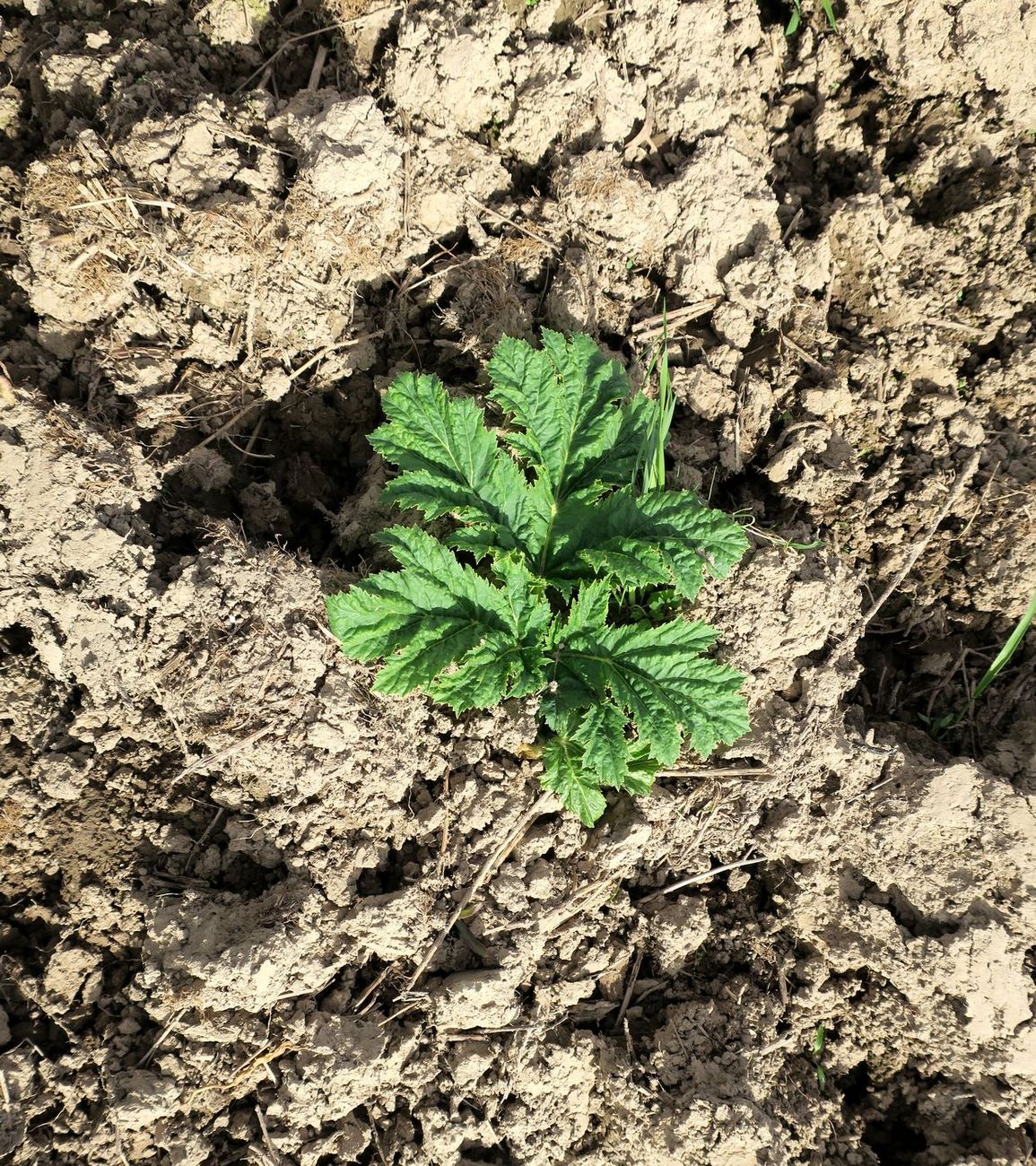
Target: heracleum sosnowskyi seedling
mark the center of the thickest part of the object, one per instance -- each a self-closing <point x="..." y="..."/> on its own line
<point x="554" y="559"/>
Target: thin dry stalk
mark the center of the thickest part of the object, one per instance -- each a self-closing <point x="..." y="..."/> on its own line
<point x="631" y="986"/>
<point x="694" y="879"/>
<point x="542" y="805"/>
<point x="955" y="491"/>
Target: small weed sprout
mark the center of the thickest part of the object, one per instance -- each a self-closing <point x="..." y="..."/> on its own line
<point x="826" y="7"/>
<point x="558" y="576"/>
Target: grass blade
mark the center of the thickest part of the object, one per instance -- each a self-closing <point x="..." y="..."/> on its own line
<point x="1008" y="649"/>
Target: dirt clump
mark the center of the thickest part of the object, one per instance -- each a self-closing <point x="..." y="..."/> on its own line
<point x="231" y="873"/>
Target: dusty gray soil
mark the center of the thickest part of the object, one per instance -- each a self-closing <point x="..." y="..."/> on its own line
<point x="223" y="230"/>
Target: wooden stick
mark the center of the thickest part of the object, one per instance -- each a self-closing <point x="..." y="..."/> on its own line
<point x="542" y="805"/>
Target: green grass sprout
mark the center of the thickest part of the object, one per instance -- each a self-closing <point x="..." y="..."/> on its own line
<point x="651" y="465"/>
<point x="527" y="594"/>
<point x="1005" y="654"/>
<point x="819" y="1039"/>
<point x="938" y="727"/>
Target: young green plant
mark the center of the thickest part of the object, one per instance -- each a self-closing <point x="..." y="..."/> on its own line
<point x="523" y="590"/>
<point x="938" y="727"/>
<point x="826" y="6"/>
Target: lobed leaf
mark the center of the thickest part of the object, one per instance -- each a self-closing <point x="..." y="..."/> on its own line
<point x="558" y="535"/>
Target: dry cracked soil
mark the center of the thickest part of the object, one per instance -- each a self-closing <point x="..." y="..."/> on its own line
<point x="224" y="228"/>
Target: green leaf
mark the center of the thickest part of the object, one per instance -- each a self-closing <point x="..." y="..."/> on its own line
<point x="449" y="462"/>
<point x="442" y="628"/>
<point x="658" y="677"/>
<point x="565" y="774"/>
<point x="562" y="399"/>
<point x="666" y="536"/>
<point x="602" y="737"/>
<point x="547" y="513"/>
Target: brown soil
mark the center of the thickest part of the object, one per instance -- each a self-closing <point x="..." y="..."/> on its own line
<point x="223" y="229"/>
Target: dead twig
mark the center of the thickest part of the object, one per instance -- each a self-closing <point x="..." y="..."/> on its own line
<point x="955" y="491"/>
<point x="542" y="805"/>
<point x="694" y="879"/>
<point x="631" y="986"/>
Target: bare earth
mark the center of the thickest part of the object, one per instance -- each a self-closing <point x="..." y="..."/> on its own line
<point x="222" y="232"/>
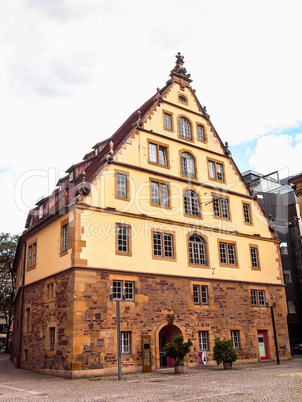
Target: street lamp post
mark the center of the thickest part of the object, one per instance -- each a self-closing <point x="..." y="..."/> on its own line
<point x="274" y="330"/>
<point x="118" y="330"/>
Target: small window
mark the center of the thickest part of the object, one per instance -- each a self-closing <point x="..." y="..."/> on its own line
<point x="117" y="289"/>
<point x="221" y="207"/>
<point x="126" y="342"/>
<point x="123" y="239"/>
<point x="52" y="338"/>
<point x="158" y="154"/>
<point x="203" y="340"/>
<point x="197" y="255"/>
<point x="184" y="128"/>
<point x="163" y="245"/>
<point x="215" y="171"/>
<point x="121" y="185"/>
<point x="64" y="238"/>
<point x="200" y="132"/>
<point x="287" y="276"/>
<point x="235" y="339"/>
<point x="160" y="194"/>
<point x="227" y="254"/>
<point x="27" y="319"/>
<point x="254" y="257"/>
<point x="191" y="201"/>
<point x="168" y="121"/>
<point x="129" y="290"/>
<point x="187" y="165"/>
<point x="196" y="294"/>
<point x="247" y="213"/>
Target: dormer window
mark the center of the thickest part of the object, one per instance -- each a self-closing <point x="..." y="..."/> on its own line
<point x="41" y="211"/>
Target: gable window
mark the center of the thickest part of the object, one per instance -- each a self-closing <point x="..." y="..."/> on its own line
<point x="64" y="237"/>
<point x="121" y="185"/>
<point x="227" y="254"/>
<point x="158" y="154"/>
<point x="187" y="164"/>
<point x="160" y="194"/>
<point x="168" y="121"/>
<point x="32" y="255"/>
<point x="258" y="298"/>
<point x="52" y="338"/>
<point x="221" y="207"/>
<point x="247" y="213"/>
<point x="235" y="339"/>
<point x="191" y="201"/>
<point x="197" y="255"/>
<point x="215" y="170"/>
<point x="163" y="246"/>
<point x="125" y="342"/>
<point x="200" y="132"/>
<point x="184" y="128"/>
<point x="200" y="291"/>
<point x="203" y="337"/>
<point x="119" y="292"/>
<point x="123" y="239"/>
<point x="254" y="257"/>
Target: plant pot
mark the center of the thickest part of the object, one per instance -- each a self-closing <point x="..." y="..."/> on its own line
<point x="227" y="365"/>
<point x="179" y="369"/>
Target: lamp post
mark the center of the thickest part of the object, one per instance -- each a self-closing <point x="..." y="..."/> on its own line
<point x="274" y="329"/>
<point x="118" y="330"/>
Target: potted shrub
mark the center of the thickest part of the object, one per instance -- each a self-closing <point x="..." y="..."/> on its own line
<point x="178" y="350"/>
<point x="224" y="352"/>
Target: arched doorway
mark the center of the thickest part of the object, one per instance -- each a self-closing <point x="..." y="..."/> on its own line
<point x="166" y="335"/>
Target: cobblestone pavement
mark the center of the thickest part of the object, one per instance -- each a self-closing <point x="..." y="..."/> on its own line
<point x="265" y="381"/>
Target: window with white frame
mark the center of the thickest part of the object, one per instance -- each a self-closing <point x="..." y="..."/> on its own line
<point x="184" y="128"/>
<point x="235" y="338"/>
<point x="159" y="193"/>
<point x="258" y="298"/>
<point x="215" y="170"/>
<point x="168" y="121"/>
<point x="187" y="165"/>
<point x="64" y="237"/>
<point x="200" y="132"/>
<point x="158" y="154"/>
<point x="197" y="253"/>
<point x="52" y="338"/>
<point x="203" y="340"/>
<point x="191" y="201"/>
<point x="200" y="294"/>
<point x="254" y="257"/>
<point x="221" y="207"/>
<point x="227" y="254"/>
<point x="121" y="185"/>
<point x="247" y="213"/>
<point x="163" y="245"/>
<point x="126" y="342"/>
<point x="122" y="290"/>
════
» **YOUR GOAL**: Reproduce, character for character, the part of the material above that opens with the line containing "Target: window with white frame" and closes with the final line of the material, including both of those lines.

» **EXERCISE RESPONSE**:
Target: window with white frame
mark the center of the thickest part of the object, one per instance -- each a self-closing <point x="..." y="..."/> on its own line
<point x="184" y="128"/>
<point x="235" y="338"/>
<point x="159" y="193"/>
<point x="258" y="298"/>
<point x="215" y="170"/>
<point x="168" y="121"/>
<point x="187" y="165"/>
<point x="64" y="237"/>
<point x="200" y="132"/>
<point x="158" y="154"/>
<point x="197" y="253"/>
<point x="52" y="338"/>
<point x="203" y="340"/>
<point x="191" y="201"/>
<point x="200" y="294"/>
<point x="254" y="257"/>
<point x="221" y="207"/>
<point x="227" y="254"/>
<point x="121" y="185"/>
<point x="247" y="213"/>
<point x="163" y="245"/>
<point x="126" y="342"/>
<point x="122" y="290"/>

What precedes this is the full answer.